> DOCUMENT TEXT
— start —

John - I repeated everything following your steps below. Upon closer examination it appears that the final step is writing out an impulse file instead of a .frd formatted file. 

create the minimum phase version of the measurement
use Export impulse response as wav ticking the box to select the min phase version
use Import impulse response to load the min phase response, then finally
Export measurement as text to save it.
Here's all the gory details. I should note I'm using REW V5.01 beta 7.

1. The first file is the original measurement. I have REW setup to automatically apply a 3 msec. gate time (right side) so I don't get any room reflections.

2. I then exported the measurement as a wave file (second image).

3. I imported the wave file back into REW (third image).

4. I then compared the freq. response (fourth image) and phase (fifth image) of the original and round-trip (exported, then imported) measurements. There are some differences as you can see. Not sure why, maybe due to my gate time?

Can't seem to upload more files, will continue in next post.....


----------



## ernperkins (Jun 23, 2009)

Continuing on.....

5. I then exported both the original (first image) and round-trip measurements (second image) as measurement text. The original measurement looks as expected, but the round-trip measurement appears to in IR format. I repeated writing out the round-trip file several times to make sure I hadn't accidentally chosen the wrong format.


Hopefully I'm just making a stupid mistake. And thanks for taking time to look at this.

Ed


----------



## ernperkins (Jun 23, 2009)

John -

OK - I repeated the above test at work (on my lunch break of course!) using 5.01 Beta 9 and everything seems to work. Also, Beta 9 alerted me that the imported .wav file has the mic and soundcard calibrations turned off - hence the differences I saw in my previous post between the original and imported .wav frequency and phase plots. Once I re-enabled the calibrations both the FR and phase compared.

I'll try using Beta 9 at home tonite with my original files......

Regards,
Ed


----------

— end —

> DATASET ROWS
— start —

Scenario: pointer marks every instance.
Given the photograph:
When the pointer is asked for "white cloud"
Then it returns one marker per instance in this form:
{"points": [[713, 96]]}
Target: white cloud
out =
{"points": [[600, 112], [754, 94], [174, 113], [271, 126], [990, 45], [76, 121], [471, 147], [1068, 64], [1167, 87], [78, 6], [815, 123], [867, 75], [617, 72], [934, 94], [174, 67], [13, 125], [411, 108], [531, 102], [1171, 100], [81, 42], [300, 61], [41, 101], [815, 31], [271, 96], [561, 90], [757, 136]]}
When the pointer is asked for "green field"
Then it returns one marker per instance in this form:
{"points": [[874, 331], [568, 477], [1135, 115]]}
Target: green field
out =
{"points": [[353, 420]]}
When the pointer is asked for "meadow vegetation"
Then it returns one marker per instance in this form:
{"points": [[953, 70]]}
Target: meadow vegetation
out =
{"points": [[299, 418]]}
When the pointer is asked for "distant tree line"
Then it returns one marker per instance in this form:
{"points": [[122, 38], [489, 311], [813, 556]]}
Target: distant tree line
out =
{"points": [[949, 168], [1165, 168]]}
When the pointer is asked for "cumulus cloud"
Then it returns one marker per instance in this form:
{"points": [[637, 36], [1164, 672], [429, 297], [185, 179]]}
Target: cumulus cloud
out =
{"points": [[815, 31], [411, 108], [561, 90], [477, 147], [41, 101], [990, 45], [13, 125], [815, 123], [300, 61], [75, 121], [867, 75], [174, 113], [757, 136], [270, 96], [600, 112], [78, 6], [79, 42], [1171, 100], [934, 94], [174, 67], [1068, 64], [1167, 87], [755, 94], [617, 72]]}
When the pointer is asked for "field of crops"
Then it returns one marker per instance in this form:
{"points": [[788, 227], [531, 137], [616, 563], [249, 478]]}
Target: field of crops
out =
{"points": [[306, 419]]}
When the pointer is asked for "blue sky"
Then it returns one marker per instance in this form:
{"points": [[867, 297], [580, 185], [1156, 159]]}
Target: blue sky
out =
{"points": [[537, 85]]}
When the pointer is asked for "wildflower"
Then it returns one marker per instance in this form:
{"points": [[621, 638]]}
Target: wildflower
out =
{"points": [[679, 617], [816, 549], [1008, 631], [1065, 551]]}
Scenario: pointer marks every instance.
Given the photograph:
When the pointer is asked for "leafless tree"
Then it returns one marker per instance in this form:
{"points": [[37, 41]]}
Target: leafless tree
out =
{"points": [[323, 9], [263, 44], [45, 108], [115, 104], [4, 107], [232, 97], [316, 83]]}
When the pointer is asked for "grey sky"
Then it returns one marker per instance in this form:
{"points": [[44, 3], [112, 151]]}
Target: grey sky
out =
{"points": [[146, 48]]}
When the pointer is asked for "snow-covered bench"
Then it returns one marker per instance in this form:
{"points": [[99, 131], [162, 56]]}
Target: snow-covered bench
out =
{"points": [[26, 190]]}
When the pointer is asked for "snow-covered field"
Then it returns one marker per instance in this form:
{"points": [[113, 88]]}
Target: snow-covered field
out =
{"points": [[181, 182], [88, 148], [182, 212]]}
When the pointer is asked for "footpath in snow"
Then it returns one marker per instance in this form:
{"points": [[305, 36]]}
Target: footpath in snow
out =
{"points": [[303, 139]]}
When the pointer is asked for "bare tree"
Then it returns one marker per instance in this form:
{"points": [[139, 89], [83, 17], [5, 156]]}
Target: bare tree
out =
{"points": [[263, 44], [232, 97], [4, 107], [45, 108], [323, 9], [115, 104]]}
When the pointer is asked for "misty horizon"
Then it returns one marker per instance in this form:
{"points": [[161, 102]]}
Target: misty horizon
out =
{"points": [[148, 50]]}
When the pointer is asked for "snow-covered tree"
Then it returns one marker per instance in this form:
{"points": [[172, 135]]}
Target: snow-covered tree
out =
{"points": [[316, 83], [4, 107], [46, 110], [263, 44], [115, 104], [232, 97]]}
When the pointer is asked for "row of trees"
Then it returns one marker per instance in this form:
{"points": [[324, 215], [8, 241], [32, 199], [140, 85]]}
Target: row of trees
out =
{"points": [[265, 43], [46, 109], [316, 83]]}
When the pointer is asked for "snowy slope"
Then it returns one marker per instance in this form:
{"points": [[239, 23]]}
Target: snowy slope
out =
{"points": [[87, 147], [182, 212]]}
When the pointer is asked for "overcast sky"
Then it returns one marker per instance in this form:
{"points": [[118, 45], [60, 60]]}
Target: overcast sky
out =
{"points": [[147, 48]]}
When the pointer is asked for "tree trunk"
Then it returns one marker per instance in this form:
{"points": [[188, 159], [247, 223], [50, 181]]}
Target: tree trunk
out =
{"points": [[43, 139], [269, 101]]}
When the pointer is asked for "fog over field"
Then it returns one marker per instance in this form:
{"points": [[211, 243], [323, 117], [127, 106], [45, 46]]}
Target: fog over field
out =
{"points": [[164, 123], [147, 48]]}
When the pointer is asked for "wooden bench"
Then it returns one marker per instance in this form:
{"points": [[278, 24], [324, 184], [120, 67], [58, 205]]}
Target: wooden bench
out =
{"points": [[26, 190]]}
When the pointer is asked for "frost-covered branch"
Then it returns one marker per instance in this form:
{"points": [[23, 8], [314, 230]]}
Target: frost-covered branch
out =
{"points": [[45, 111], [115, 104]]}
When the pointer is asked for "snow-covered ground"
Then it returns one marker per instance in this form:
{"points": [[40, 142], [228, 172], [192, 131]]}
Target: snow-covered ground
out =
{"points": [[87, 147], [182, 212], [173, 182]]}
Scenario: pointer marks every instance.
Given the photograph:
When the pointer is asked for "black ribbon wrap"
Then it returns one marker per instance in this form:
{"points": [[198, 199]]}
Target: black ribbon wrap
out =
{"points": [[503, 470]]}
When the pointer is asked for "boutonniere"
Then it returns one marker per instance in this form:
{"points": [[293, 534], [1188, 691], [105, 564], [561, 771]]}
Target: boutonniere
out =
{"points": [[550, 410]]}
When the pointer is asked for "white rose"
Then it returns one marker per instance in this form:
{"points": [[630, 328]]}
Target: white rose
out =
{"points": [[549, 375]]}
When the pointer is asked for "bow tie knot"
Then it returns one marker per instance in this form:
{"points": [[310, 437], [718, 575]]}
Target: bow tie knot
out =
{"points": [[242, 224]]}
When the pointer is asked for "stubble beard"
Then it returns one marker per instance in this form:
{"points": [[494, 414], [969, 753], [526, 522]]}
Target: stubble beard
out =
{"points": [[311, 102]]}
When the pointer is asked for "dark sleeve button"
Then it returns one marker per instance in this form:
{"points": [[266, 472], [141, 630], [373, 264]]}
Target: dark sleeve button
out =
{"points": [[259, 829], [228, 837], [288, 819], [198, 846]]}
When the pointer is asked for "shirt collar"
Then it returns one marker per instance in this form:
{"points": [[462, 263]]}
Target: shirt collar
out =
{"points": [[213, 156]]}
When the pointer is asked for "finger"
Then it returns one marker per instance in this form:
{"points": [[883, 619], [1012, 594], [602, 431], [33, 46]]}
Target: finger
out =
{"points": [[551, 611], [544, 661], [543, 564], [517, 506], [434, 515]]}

— end —

> EXERCISES
• 1. List the steps, in order, that the forum thread on REW exports quotes from John's instructions for saving the minimum phase version of a measurement.
• 2. In the forum thread on REW exports, what did Beta 9 report about the imported .wav file?

> IN RESPONSE
• 1.
1. Create the minimum phase version of the measurement.
2. Use Export impulse response as wav, ticking the box to select the min phase version.
3. Use Import impulse response to load the min phase response.
4. Export measurement as text to save it.

• 2. It reported that the imported .wav file had the mic and soundcard calibrations turned off.